Detection annotation entries
■ ■ ■ ■ ■
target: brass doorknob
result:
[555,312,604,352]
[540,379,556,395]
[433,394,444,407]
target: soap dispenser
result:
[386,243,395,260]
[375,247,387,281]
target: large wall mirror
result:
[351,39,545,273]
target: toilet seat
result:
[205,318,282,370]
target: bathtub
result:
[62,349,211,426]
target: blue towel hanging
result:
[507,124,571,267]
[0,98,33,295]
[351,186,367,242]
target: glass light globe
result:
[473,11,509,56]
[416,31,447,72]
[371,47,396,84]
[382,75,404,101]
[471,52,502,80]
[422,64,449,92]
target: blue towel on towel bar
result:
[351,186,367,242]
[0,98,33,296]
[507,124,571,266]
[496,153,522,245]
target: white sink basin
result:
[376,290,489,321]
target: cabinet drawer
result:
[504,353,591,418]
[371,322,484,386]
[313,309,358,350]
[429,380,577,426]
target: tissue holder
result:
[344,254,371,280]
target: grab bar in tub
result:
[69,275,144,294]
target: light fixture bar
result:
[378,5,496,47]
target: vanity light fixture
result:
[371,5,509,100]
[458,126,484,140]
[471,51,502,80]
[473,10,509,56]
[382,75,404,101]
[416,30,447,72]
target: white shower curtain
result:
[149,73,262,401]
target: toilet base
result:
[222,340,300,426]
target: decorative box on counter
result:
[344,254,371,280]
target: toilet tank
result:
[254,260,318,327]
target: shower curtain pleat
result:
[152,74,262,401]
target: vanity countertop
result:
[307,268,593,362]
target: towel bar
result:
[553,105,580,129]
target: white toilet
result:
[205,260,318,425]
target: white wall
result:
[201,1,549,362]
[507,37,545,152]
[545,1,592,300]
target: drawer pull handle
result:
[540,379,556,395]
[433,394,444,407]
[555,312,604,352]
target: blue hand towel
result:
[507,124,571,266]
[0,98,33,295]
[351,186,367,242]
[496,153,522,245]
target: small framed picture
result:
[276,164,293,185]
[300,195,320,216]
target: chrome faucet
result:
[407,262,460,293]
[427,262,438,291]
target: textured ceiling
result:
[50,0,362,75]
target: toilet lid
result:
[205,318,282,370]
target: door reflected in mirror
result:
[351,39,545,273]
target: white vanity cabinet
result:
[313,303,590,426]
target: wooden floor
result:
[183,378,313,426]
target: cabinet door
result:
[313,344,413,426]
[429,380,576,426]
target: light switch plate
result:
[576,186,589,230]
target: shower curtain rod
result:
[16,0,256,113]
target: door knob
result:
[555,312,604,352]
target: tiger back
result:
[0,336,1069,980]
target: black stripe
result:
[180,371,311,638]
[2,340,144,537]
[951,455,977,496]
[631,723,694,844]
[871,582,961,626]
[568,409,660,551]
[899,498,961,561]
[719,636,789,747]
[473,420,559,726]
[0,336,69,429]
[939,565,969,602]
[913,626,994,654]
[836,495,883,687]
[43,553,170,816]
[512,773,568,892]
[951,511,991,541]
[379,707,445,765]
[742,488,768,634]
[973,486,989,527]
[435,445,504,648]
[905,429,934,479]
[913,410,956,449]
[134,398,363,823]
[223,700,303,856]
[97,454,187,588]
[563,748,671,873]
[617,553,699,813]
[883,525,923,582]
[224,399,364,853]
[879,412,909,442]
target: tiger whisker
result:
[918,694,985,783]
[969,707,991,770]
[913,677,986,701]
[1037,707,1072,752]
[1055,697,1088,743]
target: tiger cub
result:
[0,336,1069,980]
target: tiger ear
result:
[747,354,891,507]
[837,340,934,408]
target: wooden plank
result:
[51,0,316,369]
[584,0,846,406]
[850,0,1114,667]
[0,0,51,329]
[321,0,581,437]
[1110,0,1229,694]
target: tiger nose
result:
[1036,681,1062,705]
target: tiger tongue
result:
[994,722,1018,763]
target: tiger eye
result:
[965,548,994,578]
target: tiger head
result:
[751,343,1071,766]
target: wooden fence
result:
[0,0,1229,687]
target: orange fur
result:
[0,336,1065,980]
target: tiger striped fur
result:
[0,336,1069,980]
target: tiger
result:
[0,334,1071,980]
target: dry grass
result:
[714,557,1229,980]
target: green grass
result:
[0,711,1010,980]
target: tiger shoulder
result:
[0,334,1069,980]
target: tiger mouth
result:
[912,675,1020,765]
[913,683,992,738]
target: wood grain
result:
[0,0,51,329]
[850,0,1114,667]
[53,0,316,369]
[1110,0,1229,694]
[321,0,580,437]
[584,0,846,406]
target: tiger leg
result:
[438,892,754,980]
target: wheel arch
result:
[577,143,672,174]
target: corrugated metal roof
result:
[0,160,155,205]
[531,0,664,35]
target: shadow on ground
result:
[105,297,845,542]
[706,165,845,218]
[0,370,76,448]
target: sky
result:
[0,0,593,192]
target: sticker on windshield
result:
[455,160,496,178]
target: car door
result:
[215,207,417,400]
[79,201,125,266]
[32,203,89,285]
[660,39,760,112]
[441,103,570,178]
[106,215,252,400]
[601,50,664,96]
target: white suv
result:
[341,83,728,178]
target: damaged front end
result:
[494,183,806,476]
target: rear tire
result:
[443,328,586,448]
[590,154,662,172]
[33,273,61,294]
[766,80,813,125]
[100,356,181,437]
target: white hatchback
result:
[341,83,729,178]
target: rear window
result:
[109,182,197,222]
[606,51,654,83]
■ ■ ■ ■ ■
REQUIREMENT
Copy out all the entries above, changing every "shower curtain" to "bath curtain" and leaving everything else untouched.

EXERCISE RESPONSE
target: brass doorknob
result:
[555,312,604,352]
[540,379,556,395]
[433,394,444,407]
target: soap dispenser
result:
[386,243,395,260]
[375,247,387,281]
target: large wall mirror
result:
[351,39,545,273]
target: toilet seat
result:
[205,318,282,370]
target: bathtub
result:
[62,349,211,426]
target: blue towel hanging
result:
[507,124,571,267]
[0,98,33,295]
[351,186,367,242]
target: glass light globe
result:
[473,11,509,56]
[416,31,447,72]
[371,47,396,84]
[382,75,404,101]
[471,52,502,80]
[422,64,449,92]
target: blue towel on towel bar
result:
[351,186,367,242]
[0,98,33,296]
[507,124,571,266]
[496,153,522,245]
target: white sink basin
result:
[376,290,489,321]
target: cabinet drawer
result:
[504,353,591,418]
[371,322,484,386]
[313,309,358,350]
[429,380,577,426]
target: tissue holder
result:
[344,254,371,280]
target: grab bar in tub
result:
[69,275,144,294]
target: light fixture bar
result:
[378,5,496,47]
target: vanity light fixture
result:
[371,5,509,100]
[458,126,484,140]
[471,51,502,80]
[473,10,509,56]
[382,75,404,101]
[416,30,447,72]
target: white bath curtain
result:
[149,73,262,401]
target: toilet base
result:
[222,340,300,426]
target: decorative box on counter
result:
[344,254,371,280]
target: toilet tank
result:
[254,260,318,327]
target: bath curtain pleat
result:
[152,74,262,401]
target: vanity countertop
result:
[307,268,593,362]
target: towel bar
result:
[553,105,580,129]
target: white toilet
result:
[205,260,318,425]
target: white wall
result:
[201,1,549,362]
[507,37,545,152]
[545,1,592,300]
target: drawer pull handle
result:
[540,379,556,395]
[433,394,444,407]
[555,312,604,352]
target: blue hand towel
result:
[507,124,571,266]
[0,98,33,295]
[351,186,367,242]
[496,153,522,245]
target: small framed picture
result:
[276,164,293,185]
[300,195,320,216]
target: chrome faucet
result:
[407,262,460,293]
[427,262,438,291]
target: textured ceiling
result:
[50,0,362,75]
target: toilet lid
result:
[205,318,282,370]
target: door reflected in mirror
result:
[351,39,545,273]
target: white vanity cabinet
result:
[313,303,590,426]
target: wooden floor
result:
[183,378,313,426]
target: cabinet door
result:
[313,344,413,426]
[429,380,576,426]
target: light switch plate
result:
[576,186,589,230]
target: bath curtain rod
result:
[16,0,256,113]
target: door knob
result:
[555,312,604,352]
target: tiger back
result:
[0,336,1069,980]
target: black stripe
result:
[180,371,311,638]
[2,340,144,537]
[951,455,977,496]
[631,723,694,844]
[871,582,961,626]
[568,409,660,551]
[899,498,961,561]
[719,636,789,747]
[473,420,559,726]
[0,336,69,429]
[939,565,969,602]
[913,626,994,654]
[836,495,883,687]
[43,553,170,816]
[512,773,568,892]
[951,511,991,541]
[379,707,445,765]
[742,488,768,634]
[973,486,989,527]
[435,445,504,648]
[905,429,934,479]
[913,410,956,449]
[134,398,363,823]
[223,700,303,856]
[97,454,187,588]
[563,748,671,873]
[617,553,699,813]
[883,525,923,582]
[224,399,364,853]
[879,412,909,442]
target: tiger whisker
result:
[918,694,985,783]
[969,707,991,770]
[913,677,986,701]
[1037,707,1072,752]
[1055,697,1088,743]
target: tiger cub
result:
[0,336,1069,980]
target: tiger ear
result:
[747,354,891,507]
[837,340,934,408]
target: wooden plank
result:
[51,0,316,369]
[584,0,846,406]
[850,0,1114,667]
[0,0,51,329]
[321,0,581,437]
[1110,0,1229,694]
target: tiger nose
result:
[1036,681,1062,705]
target: tiger tongue
result:
[994,722,1018,763]
target: tiger eye
result:
[965,548,994,578]
target: tiger head
result:
[751,343,1071,766]
target: wooden fence
result:
[0,0,1229,687]
target: orange fur
result:
[0,336,1065,980]
target: tiger striped fur
result:
[0,336,1069,980]
target: tiger
result:
[0,334,1071,980]
target: dry grass
result:
[714,557,1229,980]
target: green grass
result:
[0,711,1010,980]
target: tiger shoulder
result:
[0,334,1069,980]
target: tiger mouth
result:
[912,675,1020,765]
[913,683,992,738]
target: wood grain
result:
[0,0,51,329]
[850,0,1114,667]
[53,0,316,369]
[1110,0,1229,694]
[321,0,580,437]
[584,0,846,406]
target: tiger leg
result:
[438,892,754,980]
target: wheel arch
result:
[577,143,672,174]
target: corrugated metal roof
result:
[0,160,155,205]
[531,0,664,35]
target: shadow on ground
result:
[105,297,845,542]
[706,165,845,218]
[0,370,76,448]
target: sky
result:
[0,0,593,192]
target: sticker on windshield
result:
[455,160,496,178]
target: car door
result:
[215,207,417,400]
[79,201,125,266]
[32,203,89,285]
[660,39,760,112]
[441,103,570,178]
[106,215,252,400]
[601,50,664,96]
target: white suv
result:
[341,83,728,178]
target: damaged front end
result:
[494,183,806,476]
target: rear tire
result:
[443,328,586,448]
[590,154,662,172]
[33,273,61,294]
[766,80,813,125]
[100,356,181,437]
target: white hatchback
result:
[341,83,729,178]
target: rear window
result:
[109,182,197,222]
[606,51,654,83]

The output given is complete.